Data to use:
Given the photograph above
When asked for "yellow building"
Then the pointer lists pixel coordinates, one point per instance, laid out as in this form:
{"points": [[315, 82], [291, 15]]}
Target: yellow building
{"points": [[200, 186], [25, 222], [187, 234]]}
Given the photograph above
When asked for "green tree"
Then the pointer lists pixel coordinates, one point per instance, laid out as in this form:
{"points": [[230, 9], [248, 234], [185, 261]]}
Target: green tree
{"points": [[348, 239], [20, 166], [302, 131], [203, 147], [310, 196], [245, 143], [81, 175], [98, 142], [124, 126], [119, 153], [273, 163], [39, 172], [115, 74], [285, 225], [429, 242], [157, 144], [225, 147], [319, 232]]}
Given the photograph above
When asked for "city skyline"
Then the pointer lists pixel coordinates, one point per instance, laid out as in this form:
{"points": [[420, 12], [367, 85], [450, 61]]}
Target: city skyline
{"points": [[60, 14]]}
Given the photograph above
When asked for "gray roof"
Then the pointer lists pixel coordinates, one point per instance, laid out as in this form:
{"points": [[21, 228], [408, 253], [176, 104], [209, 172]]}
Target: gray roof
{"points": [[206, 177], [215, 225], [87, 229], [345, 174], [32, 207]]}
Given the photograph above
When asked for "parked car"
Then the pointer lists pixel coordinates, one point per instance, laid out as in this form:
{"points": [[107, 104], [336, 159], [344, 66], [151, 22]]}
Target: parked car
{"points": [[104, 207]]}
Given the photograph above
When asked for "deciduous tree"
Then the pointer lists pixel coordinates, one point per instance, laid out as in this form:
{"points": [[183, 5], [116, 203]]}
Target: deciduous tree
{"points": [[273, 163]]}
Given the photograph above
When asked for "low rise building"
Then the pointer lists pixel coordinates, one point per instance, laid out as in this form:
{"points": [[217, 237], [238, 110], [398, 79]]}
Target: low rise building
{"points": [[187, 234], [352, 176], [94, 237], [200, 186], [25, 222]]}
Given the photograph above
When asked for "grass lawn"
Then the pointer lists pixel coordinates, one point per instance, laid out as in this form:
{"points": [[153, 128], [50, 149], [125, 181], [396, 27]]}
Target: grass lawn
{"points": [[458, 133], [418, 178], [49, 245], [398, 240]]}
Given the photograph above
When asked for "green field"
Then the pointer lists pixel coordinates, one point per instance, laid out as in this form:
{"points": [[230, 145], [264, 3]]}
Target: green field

Instructions to follow: Give back each line above precisely as it stands.

Response to this task:
Given the photograph above
When asked for "yellow building"
Then the pointer lists pixel coordinates, one point per instance, laid out as in this form:
{"points": [[315, 82], [291, 15]]}
Target: yellow building
{"points": [[200, 186], [25, 222], [187, 234]]}
Given the photograph above
When asked for "green tree"
Then the pointer lists pixel coordinates, one point per instance, laid out as in this form:
{"points": [[230, 9], [248, 234], [185, 261]]}
Target: green tree
{"points": [[348, 239], [20, 166], [302, 131], [203, 147], [310, 196], [245, 143], [81, 175], [98, 142], [124, 126], [119, 153], [273, 163], [39, 172], [115, 74], [285, 225], [429, 242], [157, 144], [225, 147], [319, 232]]}
Given the photograph above
When asked for "city skyline"
Then the pointer lists pixel coordinates, one point per instance, laid out as in this form:
{"points": [[420, 12], [367, 85], [450, 61]]}
Target: city skyline
{"points": [[60, 14]]}
Given the photograph above
When asked for "gray roof"
Then the pointer lists pixel coordinates, one point per instance, laid out as in this form:
{"points": [[21, 228], [408, 253], [176, 104], [209, 172]]}
Target: gray roof
{"points": [[206, 177], [215, 225], [87, 229], [345, 174], [32, 207]]}
Given the photograph above
When asked for "parked car"
Then the pointer lists pixel coordinates, one point per instance, laid out as in this form:
{"points": [[107, 104], [336, 159], [344, 66], [151, 22]]}
Target: parked car
{"points": [[104, 207]]}
Given the photograph above
When asked for "deciduous tree"
Then the pointer lists pixel coordinates, one point per instance, laid out as in this form:
{"points": [[183, 5], [116, 203]]}
Target: deciduous tree
{"points": [[273, 163]]}
Given the photograph above
When asked for "low rise building"
Then the pointer lists pixel coordinates, one point per instance, laid out as in this form:
{"points": [[217, 237], [238, 110], [398, 79]]}
Target: low rise building
{"points": [[187, 234], [352, 176], [94, 237], [200, 186], [25, 222]]}
Given the photograph above
When asked for "grass lawn"
Then the pointer lists pixel coordinates, one point per instance, laid out as in this form:
{"points": [[153, 128], [50, 149], [125, 181], [396, 27]]}
Target: grass lawn
{"points": [[458, 133], [418, 178], [49, 245], [398, 240]]}
Given the photograph above
When asked for "green field"
Then the pointer lists pixel coordinates, one point per instance, laid out as in this form:
{"points": [[230, 145], [264, 3]]}
Target: green field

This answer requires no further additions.